Mme GHADA FATHI WALY, Directrice exécutive de l’Office des Nations Unies contre la drogue et le crime (ONUDC), a recommandé la mise en place d’un cadre réglementaire solide pour les armes à feu pour que, par des mesures impératives, les autorités haïtiennes affirment leur contrôle et rétablissent la normalité. La Directrice exécutive a invité les États Membres à prendre des mesures pour atteindre ces objectifs et fournir un soutien approprié à Haïti, parallèlement au déploiement de la Mission multinationale d’appui à la sécurité (MMAS), récemment autorisée par le Conseil.

Mme Waly a indiqué que le dernier rapport de l’ONUDC, présenté au Conseil le 17 octobre, donne des informations sur les itinéraires et les mouvements d’armes vers et à l’intérieur d’Haïti, identifiant quatre routes maritimes et terrestres principales, qui arrivent principalement des États-Unis.  Elle a expliqué que les trafiquants profitent des capacités limitées du secteur de la sécurité haïtienne en termes d’équipement et d’infrastructure de contrôle et de surveillance des frontières et de la mer. En outre, la Police nationale d’Haïti opère dans le cadre d’un état d’urgence permanent et avec des ressources humaines et techniques limitées également, ce qui compromet sa capacité à gérer les armes et les munitions, a-t-elle fait valoir.  D’autant plus, a-t-elle ajouté, que l’intervention de sociétés de sécurité privées pour combler le vide sécuritaire ainsi que leur implication signalée dans les flux d’armes à feu illicites compliquent encore la situation.

Le nombre de fusillades et d’enlèvements continue d’augmenter, tandis que près de 200 000 personnes ont été déplacées pour fuir la violence, ce qui les expose à des risques supplémentaires, a-t-elle averti.  Pendant ce temps, l’insécurité s’étend en dehors de la zone métropolitaine de Port-au-Prince à d’autres départements comme l’Artibonite et le département Central.  La Directrice exécutive a, de même, relevé que la demande d’armes à feu en Haïti est liée au besoin des groupes criminels de renforcer le commerce illicite de la drogue, car le pays reste une destination de transit principalement pour la cocaïne et le cannabis.

- [Données fournies]:
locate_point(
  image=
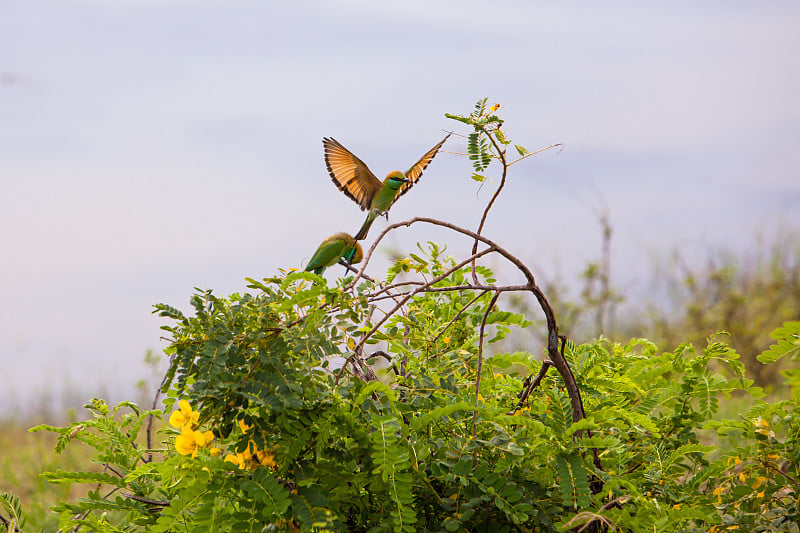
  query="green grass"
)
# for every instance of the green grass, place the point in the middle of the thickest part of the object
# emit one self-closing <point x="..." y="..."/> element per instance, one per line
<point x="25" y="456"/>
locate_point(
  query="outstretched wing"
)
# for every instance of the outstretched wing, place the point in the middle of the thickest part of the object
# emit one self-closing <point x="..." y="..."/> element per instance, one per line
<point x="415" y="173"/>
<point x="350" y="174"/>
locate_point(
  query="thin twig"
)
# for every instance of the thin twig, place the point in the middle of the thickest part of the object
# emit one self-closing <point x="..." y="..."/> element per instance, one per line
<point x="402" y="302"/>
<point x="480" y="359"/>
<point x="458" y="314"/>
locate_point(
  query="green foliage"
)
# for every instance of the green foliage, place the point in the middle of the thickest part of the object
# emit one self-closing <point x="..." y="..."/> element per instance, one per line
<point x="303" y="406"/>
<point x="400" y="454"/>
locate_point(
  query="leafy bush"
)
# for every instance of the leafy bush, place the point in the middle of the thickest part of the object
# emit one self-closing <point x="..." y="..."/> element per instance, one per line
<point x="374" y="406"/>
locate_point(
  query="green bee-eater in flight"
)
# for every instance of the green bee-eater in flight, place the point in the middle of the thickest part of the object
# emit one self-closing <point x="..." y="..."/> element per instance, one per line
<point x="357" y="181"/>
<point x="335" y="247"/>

- [Tâches à réaliser]:
• a. Recopiez l'extrait sur le trafic d'armes en Haïti de « Le nombre de » à « et le cannabis. ».
• b. Rédigez la suite de l'extrait sur le trafic d'armes en Haïti, en reprenant après sa dernière phrase.

- [Résultats attendus]:
• a.
Le nombre de fusillades et d’enlèvements continue d’augmenter, tandis que près de 200 000 personnes ont été déplacées pour fuir la violence, ce qui les expose à des risques supplémentaires, a-t-elle averti.  Pendant ce temps, l’insécurité s’étend en dehors de la zone métropolitaine de Port-au-Prince à d’autres départements comme l’Artibonite et le département Central.  La Directrice exécutive a, de même, relevé que la demande d’armes à feu en Haïti est liée au besoin des groupes criminels de renforcer le commerce illicite de la drogue, car le pays reste une destination de transit principalement pour la cocaïne et le cannabis.

• b.
Pour lutter efficacement contre le trafic d’armes et de munitions en Haïti, Mme Waly a préconisé de renforcer les contrôles aux frontières, en Haïti comme à l’étranger, d’améliorer radicalement les mécanismes d’interdiction maritime et de renforcer les capacités de collecte, d’analyse et d’utilisation des données relatives aux saisies d’armes à feu.  Parmi ses autres recommandations, elle a insisté sur le renforcement du régime haïtien de contrôle des armes à feu et des capacités d’application par la justice pénale.  Il faut aussi donner aux institutions haïtiennes les moyens de détecter le trafic d’armes à feu et les infractions connexes, de mener des enquêtes et de poursuivre les auteurs, notamment grâce à une coopération plus directe et plus efficace avec les pays voisins.

Alors que l’ONUDC renforce son équipe sur le terrain, des experts du siège et de la région ont rejoint la semaine dernière l’équipe de l’Office en Haïti pour soutenir notre programmation à la frontière terrestre de Belladère ainsi qu’au port et à l’aéroport de Port-au-Prince, a indiqué Mme Waly.  Elle a saisi cette occasion pour souligner l’excellente coopération avec les autorités haïtiennes, précisant que l’ONUDC travaille à la mise en place d’une unité conjointe de contrôle aéroportuaire et portuaire, qui réunira des fonctionnaires des douanes et de la police afin de mieux comprendre les flux illicites et d’améliorer l’efficacité des interceptions.  La formation commence le mois prochain et l’équipement est déjà en cours d’acheminement, a-t-elle annoncé.  Encouragée par l’engagement de la police des frontières, des autorités portuaires et des garde-côtes haïtiens, qui travaillent tous avec des équipements limités dans des conditions de sécurité instables, la Directrice exécutive a promis, pour finir, d’informer le Conseil des progrès réalisés dans son prochain rapport, dans trois mois.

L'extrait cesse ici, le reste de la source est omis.